» **Task statement**
In the phone screening guide, retype word for word the passage that opens with the words containing "The goal for" and closes with "Screening Interviews Necessary?".
──────── Document excerpt
What is a Phone Screening Interview? A Guide to Efficient Candidate Assessment
The interview process can be long and tedious. It’s easy to spend hours, days, or even weeks screening candidates only to discover late in the process that they’re a poor fit. Investing that time on unqualified candidates is costly and exhausting for everyone involved.
If this is the kind of problem you’re struggling with consistently, you’re not the only one. That’s why phone screening interviews exist. These preliminary screenings allow you to ask key questions up front and sort out qualified candidates from the broader pool of applicants earlier on in the process. Rather than wasting time on candidates that are clearly unqualified, phone screenings allow you to clear them out before they waste too much of your time.
But simply adding a phone screening to your regular interview process isn’t enough. To achieve efficiency with this strategy, you need a well-defined, strategic approach to interviewing. Read on to learn how to conduct an effective phone screening interview that streamlines (and improves) your hiring process.
What Is a Phone Screening Interview?
Simply put, a phone screening interview is the interview before the interview. In this initial screening interview, a recruiter (or someone else related to the position that isn’t typically the direct manager of that role) will reach out to the candidate by phone or a similar voice-only channel to ask preliminary questions. It should not be conducted by the candidate’s potential manager, because the candidate may feel pressured to not be fully honest about their answers.
The goal for this interview is to conduct a proper, authentic assessment of the candidate without bias and to eliminate unqualified candidates (or those who would clearly be a poor fit). Likewise, the candidate can also get a basic first impression of the company.
The average phone screening interview lasts only thirty minutes or less, which makes it a very efficient option for HR departments to implement.
Why Are Phone Screening Interviews Necessary?
There are several distinct advantages to adding phone screening interviews to your hiring process:
- Filtering Out Unqualified Candidates - Phone screening interviews allow managers to quickly identify candidates that may be unqualified before advancing them to the next stage in the hiring process. It’s also a valuable opportunity to clarify any ambiguous sections of the candidate’s resume, including gaps in employment or unclear qualifications. If it’s clear that the candidate has embellished aspects of their resume, the interviewer may be able to detect it in this first conversation.
- Fewer Resources Involved - Screening interviews are typically conducted by one person, and can be done in quick succession, with each interview lasting 30 minutes or less. This can be incredibly helpful if you’re hiring for a position with a lot of applicants, and don’t want the hiring process to drag on.
────────────────
──────── Stored rows
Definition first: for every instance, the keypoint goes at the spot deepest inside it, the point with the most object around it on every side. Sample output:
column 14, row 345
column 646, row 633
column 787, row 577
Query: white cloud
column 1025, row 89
────────────────
──────── Stored rows
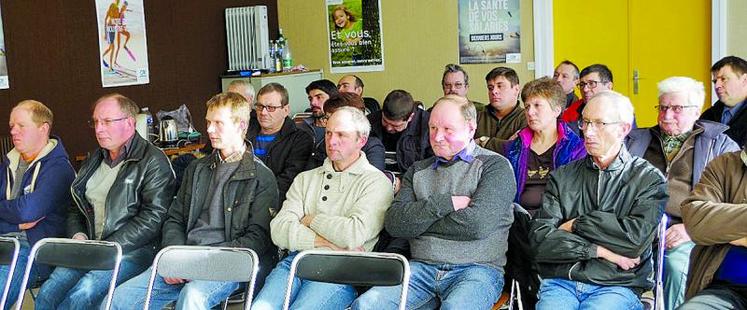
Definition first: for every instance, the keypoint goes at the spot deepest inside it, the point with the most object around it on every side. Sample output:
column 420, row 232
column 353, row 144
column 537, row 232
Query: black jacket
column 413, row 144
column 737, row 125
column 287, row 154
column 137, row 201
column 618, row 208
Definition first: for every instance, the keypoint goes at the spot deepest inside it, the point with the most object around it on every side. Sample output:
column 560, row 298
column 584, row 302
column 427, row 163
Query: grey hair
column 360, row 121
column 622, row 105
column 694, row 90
────────────────
» **Solution**
The goal for this interview is to conduct a proper, authentic assessment of the candidate without bias and to eliminate unqualified candidates (or those who would clearly be a poor fit). Likewise, the candidate can also get a basic first impression of the company.
The average phone screening interview lasts only thirty minutes or less, which makes it a very efficient option for HR departments to implement.
Why Are Phone Screening Interviews Necessary?